● **What this task involves**
Every record, from the first line to the last, needs to be given again exactly.

[Start of Attachment]

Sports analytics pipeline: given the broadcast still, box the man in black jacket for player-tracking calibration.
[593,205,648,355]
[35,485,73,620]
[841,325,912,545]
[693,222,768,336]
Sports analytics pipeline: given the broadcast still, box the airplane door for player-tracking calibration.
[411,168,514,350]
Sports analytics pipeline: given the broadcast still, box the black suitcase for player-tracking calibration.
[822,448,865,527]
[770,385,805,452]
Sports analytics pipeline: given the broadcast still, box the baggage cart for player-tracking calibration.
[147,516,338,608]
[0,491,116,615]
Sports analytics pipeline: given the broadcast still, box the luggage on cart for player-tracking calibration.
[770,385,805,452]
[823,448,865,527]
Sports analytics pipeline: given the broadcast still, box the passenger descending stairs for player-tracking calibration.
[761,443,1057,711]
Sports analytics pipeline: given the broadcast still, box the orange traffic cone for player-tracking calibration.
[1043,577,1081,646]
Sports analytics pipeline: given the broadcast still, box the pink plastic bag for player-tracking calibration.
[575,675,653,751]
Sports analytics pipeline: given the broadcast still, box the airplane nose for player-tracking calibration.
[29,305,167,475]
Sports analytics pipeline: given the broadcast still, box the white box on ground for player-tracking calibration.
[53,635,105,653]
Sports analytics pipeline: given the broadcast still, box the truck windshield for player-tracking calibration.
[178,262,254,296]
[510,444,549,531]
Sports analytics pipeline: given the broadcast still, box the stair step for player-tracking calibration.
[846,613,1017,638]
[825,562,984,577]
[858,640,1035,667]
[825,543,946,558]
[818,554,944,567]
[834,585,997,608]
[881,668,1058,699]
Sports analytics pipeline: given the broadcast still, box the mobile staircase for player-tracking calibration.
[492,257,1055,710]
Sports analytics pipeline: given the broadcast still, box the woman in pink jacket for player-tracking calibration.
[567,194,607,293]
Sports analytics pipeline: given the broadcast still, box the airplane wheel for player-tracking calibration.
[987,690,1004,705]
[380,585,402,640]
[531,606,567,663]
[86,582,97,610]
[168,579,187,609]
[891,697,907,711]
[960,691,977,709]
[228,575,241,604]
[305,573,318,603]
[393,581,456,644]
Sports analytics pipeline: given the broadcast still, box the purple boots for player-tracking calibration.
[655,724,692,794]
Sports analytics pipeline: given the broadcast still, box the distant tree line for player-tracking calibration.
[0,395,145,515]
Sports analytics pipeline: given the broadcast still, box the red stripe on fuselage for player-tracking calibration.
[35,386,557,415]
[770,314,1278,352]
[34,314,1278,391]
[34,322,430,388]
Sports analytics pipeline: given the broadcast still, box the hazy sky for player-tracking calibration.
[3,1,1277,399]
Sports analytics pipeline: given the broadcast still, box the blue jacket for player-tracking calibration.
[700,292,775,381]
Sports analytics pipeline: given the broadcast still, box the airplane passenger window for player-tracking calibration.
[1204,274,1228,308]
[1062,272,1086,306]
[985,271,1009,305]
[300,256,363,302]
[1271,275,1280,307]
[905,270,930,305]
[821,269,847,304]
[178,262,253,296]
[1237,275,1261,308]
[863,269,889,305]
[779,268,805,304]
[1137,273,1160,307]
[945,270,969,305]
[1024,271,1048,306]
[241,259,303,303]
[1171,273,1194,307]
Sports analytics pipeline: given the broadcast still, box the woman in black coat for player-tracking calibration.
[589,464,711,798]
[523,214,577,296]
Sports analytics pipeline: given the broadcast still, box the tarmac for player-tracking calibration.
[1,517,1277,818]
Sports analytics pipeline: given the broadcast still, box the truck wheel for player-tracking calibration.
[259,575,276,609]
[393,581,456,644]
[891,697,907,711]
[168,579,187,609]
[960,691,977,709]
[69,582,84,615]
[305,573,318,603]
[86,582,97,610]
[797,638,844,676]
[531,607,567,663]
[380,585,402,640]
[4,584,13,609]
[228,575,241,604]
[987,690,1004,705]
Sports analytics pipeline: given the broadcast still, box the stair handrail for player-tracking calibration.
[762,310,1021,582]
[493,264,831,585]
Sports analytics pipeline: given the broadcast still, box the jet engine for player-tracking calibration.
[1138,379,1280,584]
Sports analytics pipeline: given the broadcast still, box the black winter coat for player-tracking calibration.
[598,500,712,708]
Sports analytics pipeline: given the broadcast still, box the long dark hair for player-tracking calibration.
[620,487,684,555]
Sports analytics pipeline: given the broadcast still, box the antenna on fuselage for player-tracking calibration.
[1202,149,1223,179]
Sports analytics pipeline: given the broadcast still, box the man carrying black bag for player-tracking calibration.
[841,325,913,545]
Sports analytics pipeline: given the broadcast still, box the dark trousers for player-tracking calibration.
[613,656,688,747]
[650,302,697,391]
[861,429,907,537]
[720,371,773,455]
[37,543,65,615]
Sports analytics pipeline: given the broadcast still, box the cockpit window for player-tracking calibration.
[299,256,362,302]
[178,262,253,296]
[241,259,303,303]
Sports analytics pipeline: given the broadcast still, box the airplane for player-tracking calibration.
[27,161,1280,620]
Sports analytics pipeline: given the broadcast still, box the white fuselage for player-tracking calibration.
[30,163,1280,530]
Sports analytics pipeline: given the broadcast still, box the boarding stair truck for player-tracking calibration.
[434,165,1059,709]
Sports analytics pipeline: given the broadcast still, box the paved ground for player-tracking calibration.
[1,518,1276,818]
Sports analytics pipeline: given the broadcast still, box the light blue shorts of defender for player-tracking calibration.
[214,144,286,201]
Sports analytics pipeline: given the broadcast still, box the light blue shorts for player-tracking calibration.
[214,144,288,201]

[End of Attachment]

● **Exercise output**
Sports analytics pipeline: given the broadcast still, box the man in black jacket for player-tracking calibration.
[593,205,648,355]
[35,485,73,620]
[841,325,912,545]
[693,222,768,336]
Sports analytics pipeline: given the broadcast still, box the airplane door for player-tracking calibration.
[411,168,514,350]
Sports analytics pipeline: given the broadcast still, box the black suitcase for player-tracking calibration.
[822,448,865,527]
[770,385,805,452]
Sports analytics pipeline: given the broadcast still, box the baggage cart for player-tracking calibration.
[147,516,338,608]
[0,491,116,615]
Sports analytics pipeline: given the broadcast still, box the luggage on cart for player-tracking calibration.
[770,385,805,452]
[823,448,865,527]
Sports analytics pipeline: given the broadcast still, box the passenger descending stairs for player-tracking calibration.
[761,443,1057,711]
Sports analytics pipeline: given the broadcast still, box the orange traffic cone for player-tracking calibration.
[1043,577,1081,646]
Sports analytics pipeline: given the broadcast still, box the pink plastic bag for player-tracking calibration.
[575,675,653,751]
Sports analytics pipeline: given the broadcast still, box the airplane nose for player-tracking calibration.
[29,305,167,475]
Sports analytics pipeline: given the broadcast still, box the white box on ground for player-tracking calibration.
[53,635,105,653]
Sports analytics pipeline: given the broadcast still, box the truck windshield for player-tracking calibration.
[178,262,254,296]
[510,444,549,531]
Sports analytics pipeline: given the broadcast still, box the stair step for player-tracking calibration.
[846,613,1017,638]
[825,562,984,577]
[858,640,1035,667]
[825,543,946,558]
[818,554,944,567]
[834,585,997,608]
[881,668,1058,699]
Sports analytics pipeline: given the broadcast still, box the mobile staircase for player-tracking calibration.
[492,257,1055,710]
Sports analytics pipeline: given the broadcast still, box the woman in pink jacket for player-tracking calibration.
[567,194,607,293]
Sports analytics pipeline: given the broadcast still, box the airplane wheel for player-tracking calibration.
[987,690,1004,705]
[380,585,402,640]
[531,606,567,663]
[86,582,97,610]
[168,579,187,609]
[891,697,907,711]
[960,691,977,709]
[228,575,241,604]
[305,573,318,603]
[393,581,456,644]
Sports analytics pipeline: given the broadcast still, box the purple boots for player-tracking calibration.
[655,724,692,794]
Sports analytics pipeline: given the broadcast still, box the distant tree line for player-tracking calibration.
[0,395,145,515]
Sports analytics pipeline: given the broadcast still, box the red stripe on fuselage for player-tracking calibration.
[35,386,557,415]
[770,314,1278,352]
[34,314,1278,391]
[34,322,430,388]
Sports analytics pipeline: given the broadcast still, box the hazy sky for player-tracking calibration.
[3,1,1277,399]
Sports analytics pipeline: given the broadcast still, box the blue jacket for player-tracking calibration.
[700,292,775,381]
Sports analytics pipeline: given the broadcast still, box the airplane passenger window for player-tracking calibration.
[1204,274,1228,308]
[1062,272,1086,306]
[985,271,1009,305]
[300,256,363,302]
[1271,275,1280,307]
[905,270,930,305]
[821,269,847,304]
[178,262,253,296]
[1237,275,1261,308]
[863,269,889,305]
[779,268,805,304]
[1137,273,1160,307]
[945,270,969,305]
[1024,271,1048,306]
[241,259,303,303]
[1171,273,1194,307]
Sports analytics pipeline: given the broadcast still, box the woman in black coat for player-tracking calibration.
[589,464,711,798]
[523,214,577,296]
Sports analytics pipeline: given the broadcast still, box the tarmac for player-tracking calibration.
[1,517,1277,818]
Sports analytics pipeline: given the broadcast still, box the truck wheel for player-tracking calibration.
[259,575,276,609]
[393,581,456,644]
[891,697,907,711]
[168,579,187,609]
[960,691,977,709]
[69,582,84,615]
[305,573,318,603]
[86,582,97,610]
[797,638,844,676]
[531,607,567,663]
[380,585,402,640]
[4,584,13,609]
[228,575,241,604]
[987,690,1004,705]
Sports analytics pipeline: given the broadcast still, box the stair handrail for player-tracking calibration.
[762,310,1021,582]
[493,264,831,585]
Sports analytics pipeline: given the broadcast still, box the jet engine for player-tracking calibration.
[1138,379,1280,584]
Sports analytics pipeline: given the broadcast still, box the black winter coat for player-tracking calibration.
[598,500,712,708]
Sports analytics pipeline: given the broadcast still, box the long dark hair for player-tracking calibration.
[620,487,684,555]
Sports analytics pipeline: given the broadcast still, box the antenna on fuselage for player-tracking calibration.
[1202,149,1223,179]
Sports analytics pipeline: given the broadcast still, box the man carrying black bag for player-tracking calibration.
[841,325,913,545]
Sports analytics pipeline: given the broadcast still, box the dark trousers for player-tracking calibration.
[613,656,688,747]
[650,302,697,391]
[861,429,907,537]
[720,371,773,455]
[37,543,65,615]
Sports analytics pipeline: given the broadcast still, box the cockpit window for player-tracking calibration.
[299,256,362,302]
[178,262,253,296]
[241,259,303,303]
Sports analytics pipeline: given the broadcast still, box the airplane for player-tracking calibration.
[27,161,1280,620]
Sports analytics pipeline: given the broadcast still, box the white fuselage for player-tracking calibration.
[30,163,1280,530]
Sports analytics pipeline: given the broadcast still, box the boarding stair truck for player-tracking calibration.
[434,165,1059,709]
Sports analytics pipeline: given the broadcast still, box the paved ground for player-tracking calibration.
[1,518,1276,818]
Sports analytics pipeline: given the broadcast still, box the light blue shorts of defender for player-tracking calibration.
[214,144,286,201]
Sports analytics pipeline: given the broadcast still, box the light blue shorts for player-tracking calibration.
[214,144,288,201]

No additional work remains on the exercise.